### The exercise
Count the lines in the data below that contain the word "paving". Give only the number.
☆ ☆ ☆ ☆ ☆
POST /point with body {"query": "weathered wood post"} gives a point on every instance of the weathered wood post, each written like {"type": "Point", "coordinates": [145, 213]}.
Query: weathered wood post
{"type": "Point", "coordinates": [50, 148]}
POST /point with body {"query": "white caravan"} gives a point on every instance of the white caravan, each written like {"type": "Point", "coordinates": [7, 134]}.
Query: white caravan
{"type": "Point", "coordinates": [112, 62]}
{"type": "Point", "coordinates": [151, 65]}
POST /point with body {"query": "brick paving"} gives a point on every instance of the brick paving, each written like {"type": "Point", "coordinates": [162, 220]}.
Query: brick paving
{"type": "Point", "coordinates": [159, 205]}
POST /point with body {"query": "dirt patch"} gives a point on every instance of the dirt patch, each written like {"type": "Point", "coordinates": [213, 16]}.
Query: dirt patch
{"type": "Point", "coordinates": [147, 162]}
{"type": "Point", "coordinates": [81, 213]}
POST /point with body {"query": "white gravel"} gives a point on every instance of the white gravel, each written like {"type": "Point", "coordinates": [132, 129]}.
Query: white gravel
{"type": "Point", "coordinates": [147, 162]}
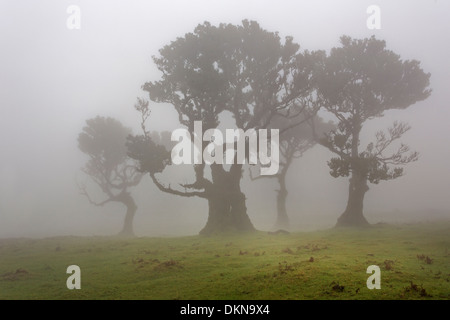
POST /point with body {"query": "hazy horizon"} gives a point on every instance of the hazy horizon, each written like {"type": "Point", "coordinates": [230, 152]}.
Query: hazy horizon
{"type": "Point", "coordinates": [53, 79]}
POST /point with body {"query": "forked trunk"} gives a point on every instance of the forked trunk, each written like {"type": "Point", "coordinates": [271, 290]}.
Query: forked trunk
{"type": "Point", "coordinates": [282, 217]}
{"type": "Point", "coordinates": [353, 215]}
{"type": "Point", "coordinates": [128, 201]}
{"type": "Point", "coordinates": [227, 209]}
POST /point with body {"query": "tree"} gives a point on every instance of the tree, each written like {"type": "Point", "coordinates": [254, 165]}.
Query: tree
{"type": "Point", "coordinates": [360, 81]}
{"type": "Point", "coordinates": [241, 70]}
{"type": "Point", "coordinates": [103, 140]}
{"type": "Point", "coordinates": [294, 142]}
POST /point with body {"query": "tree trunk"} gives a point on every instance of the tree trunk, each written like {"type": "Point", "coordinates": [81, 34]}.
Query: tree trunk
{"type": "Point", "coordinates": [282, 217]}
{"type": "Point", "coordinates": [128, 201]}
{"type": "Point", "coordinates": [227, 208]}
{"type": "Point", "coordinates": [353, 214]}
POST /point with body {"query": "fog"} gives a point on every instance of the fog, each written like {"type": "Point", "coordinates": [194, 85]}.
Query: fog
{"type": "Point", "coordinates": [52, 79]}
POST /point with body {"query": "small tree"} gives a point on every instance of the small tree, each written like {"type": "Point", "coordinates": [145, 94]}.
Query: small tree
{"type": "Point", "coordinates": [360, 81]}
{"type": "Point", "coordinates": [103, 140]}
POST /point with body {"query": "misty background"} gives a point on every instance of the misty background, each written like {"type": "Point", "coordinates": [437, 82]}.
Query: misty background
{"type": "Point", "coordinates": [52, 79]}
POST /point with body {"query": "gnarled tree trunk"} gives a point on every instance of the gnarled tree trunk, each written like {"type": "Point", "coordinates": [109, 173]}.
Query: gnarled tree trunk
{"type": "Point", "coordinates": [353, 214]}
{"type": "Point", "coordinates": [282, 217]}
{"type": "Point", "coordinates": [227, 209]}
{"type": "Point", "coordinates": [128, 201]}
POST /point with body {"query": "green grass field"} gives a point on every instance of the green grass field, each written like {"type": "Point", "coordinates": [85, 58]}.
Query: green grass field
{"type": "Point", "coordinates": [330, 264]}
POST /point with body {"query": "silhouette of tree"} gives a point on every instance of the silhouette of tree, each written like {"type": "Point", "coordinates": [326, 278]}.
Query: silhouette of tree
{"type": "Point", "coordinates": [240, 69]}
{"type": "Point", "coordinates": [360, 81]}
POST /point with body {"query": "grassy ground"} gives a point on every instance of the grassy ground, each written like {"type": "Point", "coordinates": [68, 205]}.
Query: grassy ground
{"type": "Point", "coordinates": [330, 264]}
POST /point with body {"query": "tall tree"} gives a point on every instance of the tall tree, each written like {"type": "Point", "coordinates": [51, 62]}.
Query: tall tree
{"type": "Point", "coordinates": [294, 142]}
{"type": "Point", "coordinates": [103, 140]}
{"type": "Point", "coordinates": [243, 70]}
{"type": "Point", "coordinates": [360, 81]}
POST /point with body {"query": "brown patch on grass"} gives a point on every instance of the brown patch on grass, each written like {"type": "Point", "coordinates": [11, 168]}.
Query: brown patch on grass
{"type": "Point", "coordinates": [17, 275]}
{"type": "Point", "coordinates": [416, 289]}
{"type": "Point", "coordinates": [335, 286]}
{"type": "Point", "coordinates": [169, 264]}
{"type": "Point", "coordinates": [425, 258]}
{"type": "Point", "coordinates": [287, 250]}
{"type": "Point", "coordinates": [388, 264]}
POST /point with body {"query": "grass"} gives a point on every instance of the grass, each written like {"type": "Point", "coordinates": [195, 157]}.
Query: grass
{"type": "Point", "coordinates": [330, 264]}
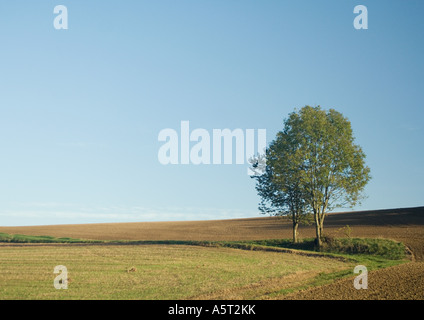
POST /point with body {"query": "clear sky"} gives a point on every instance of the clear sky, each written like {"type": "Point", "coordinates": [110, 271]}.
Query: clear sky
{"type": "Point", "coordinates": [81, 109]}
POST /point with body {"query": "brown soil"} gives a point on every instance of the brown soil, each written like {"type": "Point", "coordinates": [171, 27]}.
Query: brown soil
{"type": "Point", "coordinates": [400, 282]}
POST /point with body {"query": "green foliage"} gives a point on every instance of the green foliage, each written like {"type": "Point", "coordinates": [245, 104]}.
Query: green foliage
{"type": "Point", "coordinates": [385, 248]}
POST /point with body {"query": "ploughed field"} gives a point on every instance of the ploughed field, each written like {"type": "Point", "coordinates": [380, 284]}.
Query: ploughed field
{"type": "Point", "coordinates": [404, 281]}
☆ ☆ ☆ ☆ ☆
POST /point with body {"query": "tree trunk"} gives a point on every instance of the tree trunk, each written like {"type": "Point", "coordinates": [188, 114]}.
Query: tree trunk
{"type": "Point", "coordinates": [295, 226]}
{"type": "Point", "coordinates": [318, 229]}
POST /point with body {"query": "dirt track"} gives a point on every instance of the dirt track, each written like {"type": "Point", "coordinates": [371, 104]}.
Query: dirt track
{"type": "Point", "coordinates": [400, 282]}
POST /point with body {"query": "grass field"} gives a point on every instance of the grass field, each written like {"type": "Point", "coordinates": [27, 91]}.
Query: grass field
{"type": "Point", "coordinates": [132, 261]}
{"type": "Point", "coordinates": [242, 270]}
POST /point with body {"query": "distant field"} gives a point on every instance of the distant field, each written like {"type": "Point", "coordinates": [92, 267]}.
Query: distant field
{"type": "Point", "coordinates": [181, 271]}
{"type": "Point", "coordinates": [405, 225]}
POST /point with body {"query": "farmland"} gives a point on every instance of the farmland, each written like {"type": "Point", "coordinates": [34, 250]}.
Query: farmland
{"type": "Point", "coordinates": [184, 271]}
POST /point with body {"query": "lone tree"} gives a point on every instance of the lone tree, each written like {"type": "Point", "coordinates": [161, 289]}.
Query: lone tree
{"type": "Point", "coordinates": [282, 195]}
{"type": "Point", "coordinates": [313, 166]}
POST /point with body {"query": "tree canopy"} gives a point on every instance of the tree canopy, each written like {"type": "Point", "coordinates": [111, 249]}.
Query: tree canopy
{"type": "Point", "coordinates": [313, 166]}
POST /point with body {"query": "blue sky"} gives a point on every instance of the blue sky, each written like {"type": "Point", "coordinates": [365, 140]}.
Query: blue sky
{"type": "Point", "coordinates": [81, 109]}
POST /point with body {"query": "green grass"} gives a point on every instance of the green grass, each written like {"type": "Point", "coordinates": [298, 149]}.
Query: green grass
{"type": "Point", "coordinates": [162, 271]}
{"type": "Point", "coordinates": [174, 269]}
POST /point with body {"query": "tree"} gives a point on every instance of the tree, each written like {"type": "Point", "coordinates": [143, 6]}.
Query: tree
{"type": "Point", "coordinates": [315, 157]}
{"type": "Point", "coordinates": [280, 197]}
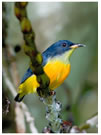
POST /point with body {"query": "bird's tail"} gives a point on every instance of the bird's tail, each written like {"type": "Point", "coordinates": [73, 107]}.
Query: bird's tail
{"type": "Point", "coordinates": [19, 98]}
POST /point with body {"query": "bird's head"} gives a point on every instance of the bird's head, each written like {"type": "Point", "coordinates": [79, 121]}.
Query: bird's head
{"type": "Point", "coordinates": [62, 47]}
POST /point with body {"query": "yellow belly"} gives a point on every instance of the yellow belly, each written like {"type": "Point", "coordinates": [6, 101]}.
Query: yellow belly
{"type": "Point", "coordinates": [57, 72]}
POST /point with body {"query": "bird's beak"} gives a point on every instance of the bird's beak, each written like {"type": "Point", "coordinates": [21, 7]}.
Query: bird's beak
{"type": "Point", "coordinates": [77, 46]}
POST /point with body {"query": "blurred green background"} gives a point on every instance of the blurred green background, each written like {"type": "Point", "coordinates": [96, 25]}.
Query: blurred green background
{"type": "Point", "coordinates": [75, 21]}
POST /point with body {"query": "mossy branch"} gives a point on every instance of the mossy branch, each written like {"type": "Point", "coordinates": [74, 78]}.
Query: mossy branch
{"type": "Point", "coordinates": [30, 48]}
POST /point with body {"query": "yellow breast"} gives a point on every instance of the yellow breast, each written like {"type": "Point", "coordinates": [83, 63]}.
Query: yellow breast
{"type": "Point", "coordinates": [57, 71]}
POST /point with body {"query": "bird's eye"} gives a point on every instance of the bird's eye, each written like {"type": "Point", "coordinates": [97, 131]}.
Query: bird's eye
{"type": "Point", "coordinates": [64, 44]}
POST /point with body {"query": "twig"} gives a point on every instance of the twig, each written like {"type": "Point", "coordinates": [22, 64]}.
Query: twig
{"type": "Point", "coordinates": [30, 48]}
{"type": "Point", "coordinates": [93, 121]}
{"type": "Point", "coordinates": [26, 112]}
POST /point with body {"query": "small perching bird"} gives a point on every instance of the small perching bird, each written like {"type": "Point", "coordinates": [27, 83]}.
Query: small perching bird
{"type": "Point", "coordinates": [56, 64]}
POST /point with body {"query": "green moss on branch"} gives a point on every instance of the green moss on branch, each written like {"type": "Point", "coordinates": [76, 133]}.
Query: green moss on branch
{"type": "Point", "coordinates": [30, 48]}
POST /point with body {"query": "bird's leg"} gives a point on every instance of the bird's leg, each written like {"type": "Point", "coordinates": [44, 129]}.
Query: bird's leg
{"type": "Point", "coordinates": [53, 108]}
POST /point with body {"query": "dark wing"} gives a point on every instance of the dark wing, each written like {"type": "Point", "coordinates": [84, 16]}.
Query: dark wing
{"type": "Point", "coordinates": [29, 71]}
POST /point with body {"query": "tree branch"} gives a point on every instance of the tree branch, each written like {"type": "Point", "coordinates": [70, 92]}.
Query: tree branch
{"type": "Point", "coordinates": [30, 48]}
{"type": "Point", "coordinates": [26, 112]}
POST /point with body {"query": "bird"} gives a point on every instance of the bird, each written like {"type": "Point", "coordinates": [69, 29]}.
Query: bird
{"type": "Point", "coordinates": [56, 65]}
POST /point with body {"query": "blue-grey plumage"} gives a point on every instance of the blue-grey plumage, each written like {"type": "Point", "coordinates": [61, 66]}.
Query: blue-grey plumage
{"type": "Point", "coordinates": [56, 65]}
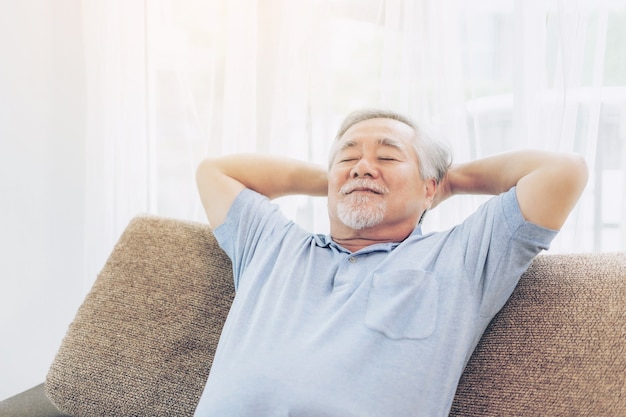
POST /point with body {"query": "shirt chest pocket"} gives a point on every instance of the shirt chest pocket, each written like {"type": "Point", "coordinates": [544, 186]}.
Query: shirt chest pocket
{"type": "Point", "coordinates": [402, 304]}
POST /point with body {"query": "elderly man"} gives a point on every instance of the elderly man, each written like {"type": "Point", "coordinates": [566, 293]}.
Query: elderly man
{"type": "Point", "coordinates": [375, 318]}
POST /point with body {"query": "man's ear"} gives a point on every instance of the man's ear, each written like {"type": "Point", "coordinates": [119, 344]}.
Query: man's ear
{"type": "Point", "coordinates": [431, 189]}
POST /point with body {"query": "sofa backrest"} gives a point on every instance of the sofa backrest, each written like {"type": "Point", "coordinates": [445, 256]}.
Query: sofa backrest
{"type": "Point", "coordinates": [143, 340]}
☆ ☆ ☆ ☆ ☆
### Response to this task
2